▶ [Extracted information]
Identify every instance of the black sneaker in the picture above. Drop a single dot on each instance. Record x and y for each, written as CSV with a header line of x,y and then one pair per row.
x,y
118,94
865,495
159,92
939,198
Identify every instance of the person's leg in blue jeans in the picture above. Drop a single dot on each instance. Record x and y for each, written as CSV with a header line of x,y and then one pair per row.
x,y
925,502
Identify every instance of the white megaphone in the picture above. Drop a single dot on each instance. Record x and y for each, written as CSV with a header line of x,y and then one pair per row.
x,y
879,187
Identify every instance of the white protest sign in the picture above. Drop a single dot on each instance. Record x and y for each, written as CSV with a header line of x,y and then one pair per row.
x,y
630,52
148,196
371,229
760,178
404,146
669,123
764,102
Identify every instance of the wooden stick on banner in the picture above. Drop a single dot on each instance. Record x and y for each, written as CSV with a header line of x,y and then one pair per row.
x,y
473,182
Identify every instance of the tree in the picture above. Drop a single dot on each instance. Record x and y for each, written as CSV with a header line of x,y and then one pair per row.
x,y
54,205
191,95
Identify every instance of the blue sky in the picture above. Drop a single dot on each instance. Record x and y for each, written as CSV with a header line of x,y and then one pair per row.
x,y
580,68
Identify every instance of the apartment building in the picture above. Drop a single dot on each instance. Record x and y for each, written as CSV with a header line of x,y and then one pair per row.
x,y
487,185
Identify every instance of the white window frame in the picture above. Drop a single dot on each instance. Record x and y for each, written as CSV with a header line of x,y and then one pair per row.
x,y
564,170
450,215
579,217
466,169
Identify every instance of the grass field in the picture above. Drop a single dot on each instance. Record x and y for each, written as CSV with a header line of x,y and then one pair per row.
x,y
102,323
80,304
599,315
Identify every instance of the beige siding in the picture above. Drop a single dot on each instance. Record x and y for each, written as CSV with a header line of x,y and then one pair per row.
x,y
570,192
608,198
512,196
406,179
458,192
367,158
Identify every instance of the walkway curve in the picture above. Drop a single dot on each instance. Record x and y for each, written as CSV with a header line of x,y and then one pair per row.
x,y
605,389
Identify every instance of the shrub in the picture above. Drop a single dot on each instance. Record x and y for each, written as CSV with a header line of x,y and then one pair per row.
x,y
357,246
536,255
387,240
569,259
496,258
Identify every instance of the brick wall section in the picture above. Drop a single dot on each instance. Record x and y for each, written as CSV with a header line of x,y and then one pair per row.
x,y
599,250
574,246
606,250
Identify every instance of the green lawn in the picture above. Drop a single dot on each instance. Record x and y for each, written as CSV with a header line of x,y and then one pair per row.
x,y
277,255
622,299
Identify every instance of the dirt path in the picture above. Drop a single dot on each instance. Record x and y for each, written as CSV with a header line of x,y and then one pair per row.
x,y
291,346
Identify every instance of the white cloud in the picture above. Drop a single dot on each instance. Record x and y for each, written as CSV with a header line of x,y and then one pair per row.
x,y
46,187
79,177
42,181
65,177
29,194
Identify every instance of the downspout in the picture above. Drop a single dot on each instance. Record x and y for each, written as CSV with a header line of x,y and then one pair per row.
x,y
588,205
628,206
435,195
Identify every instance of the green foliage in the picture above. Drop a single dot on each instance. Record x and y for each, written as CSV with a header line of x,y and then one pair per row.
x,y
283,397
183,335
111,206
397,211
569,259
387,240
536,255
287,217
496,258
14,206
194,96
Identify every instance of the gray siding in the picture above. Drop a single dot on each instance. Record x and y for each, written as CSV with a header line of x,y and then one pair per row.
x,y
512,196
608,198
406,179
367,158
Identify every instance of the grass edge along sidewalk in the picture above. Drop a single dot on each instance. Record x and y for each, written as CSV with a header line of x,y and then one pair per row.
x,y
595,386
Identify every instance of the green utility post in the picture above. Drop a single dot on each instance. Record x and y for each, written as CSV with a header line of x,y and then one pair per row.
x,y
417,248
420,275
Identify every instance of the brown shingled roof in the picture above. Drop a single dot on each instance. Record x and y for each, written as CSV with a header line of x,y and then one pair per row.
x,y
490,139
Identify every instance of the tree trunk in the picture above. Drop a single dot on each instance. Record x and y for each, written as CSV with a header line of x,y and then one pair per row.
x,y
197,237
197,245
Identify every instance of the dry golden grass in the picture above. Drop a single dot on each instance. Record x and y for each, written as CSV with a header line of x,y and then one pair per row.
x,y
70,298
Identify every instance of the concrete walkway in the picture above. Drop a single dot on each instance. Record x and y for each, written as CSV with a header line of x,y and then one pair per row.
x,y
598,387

▶ [What this task involves] Please give the listing above again, changing every "Drop a single dot" to "Place one marker" and leaving everything else untouched.

▶ [Solution]
Identify every instance of the black sneaker in the picture above. Place one marker on each instance. Record x and y for each, written as CSV with a header line of x,y and then one pair per row.
x,y
118,94
865,495
159,92
939,198
Identify every instance of the person's leg in blue jeans in the picture above. Place one marker on each instance. Record x and y for each, written as CSV with a header line of x,y and then one pair per row.
x,y
925,502
Identify every instance of the white megaphone in the picture above. Place one marker on each instance. Record x and y for each, written as CSV with a header line of x,y and then one pair per row.
x,y
879,187
Identify every instance of the white protest sign in the picture above. Place one marker on each instance. Record x and y for each, written as CSV with a header line of x,y and then one pair per row.
x,y
630,52
148,196
371,229
760,178
404,146
669,123
764,102
Identify every instance of the wooden stick on banner in the picture above. Place one marker on each instance. Record x and y for each, written as CSV with a header line of x,y and then one pair per row.
x,y
473,182
Identify every instance of the tree in the picture above. Place one marker on each instance. Record x and y for each, written as CSV with a header line of x,y and then one pair per row.
x,y
54,205
191,95
Identify every instance of the blue sky in the picture above. Place one marker on each instance. Record x and y for each, written as CSV with a header line of x,y and then one pair per row.
x,y
580,68
Identify every instance of the apartment building in the picture above. Place one marker on each instance. Record x and y for each, written as CSV with a header line of x,y and then one pair per row.
x,y
487,185
Identify every instance of the white window frame in the picture above. Place one marker on each instance. Record x and y for each, written as CSV with a header line of x,y and then one pair per row.
x,y
564,170
450,215
579,217
466,169
Identify every instance of the grass field in the picture above. Place one marker on each instance. Record x and y for each, written as CSV with a header line of x,y and then one pair per row.
x,y
102,323
80,304
599,315
Identify every instance of the beige siding in the picture above. Place one marker on each instance. Record x and y for each, written as CSV with a header line of x,y and then one pair per row.
x,y
570,192
608,198
512,196
406,179
458,192
367,158
Identify every instance of the walkway curve in the picture above. Place one marker on each instance. Record x and y for each, written as CSV with a header line of x,y and then one pair per row.
x,y
605,389
Identify every instance of the shrub in the picture above. Place one marker on each instance. Record x and y for each, written as CSV with a header line of x,y and then one pair per row.
x,y
357,246
536,255
387,240
569,259
496,258
Identify every instance of the brick wall section in the picture above. Place one marker on each instance. Record x and y for each, written as CSV with a header line of x,y and then one pair per row.
x,y
599,250
574,246
606,250
Identify every instance of the green lawn in the picture above. Place one marker on each instance. Record x and y for each, written as CSV with a header line of x,y and then one pair per row.
x,y
277,255
622,299
Identify every instance of the dirt path in the picture above. Place one marker on each instance. Record x and y for each, written as CSV with a header line of x,y and then one pair per row.
x,y
291,346
Identify every instance of the white cloud in the picture above. Place one marker on each instance. Record x and y for each, written as CSV with a header line of x,y and then one pair per row.
x,y
46,187
79,177
42,181
65,177
29,194
Identify every instance of the downspout in the picture above. Place one marker on each instance. Record x and y for each, written as CSV with a header line of x,y and then one pair per row.
x,y
588,205
628,206
435,195
Identify every instance of the green foliage in the picture above. Place one marker on each instance. Record x and y for each, written as CSV with a header line of x,y and then one pair per row.
x,y
283,397
183,335
111,206
397,211
569,259
387,240
536,255
287,217
496,258
14,206
194,96
Identify every instance of the gray siding in the picture above. Place one marker on each instance. Record x and y for each, written as CSV with a header line of x,y and then one pair per row.
x,y
512,196
608,198
406,179
367,158
Identify every instance of the grass edge along sidewalk in the picture above. Place one marker on each instance. Record x and y for each, written as CSV with a header line of x,y and then one pair per row.
x,y
595,386
Identify every instance of the green utility post in the picture above. Place one marker on each instance. Record x and y for each, written as CSV with a header line of x,y and then one pair per row.
x,y
417,248
420,275
Identify every instance of the brown shingled roof in the picture above. Place one marker on each instance. Record x and y for each, written as CSV with a header line of x,y and then one pair per row.
x,y
490,139
Identify every instance of the tree trunk in the picture above. Place one marker on each instance. Record x and y for each, written as CSV with a header line of x,y and then one pair per row.
x,y
197,237
197,245
Identify every instance of the dry golden grass in the picture above. Place one marker on each instance. Record x and y for each, written as CSV with a header line of x,y and then one pair per row.
x,y
70,298
Identify every instance of the concrete walkway in the picture above. Place one marker on each instance. Record x and y for each, written as CSV with a header line of x,y and then one pair per row.
x,y
598,387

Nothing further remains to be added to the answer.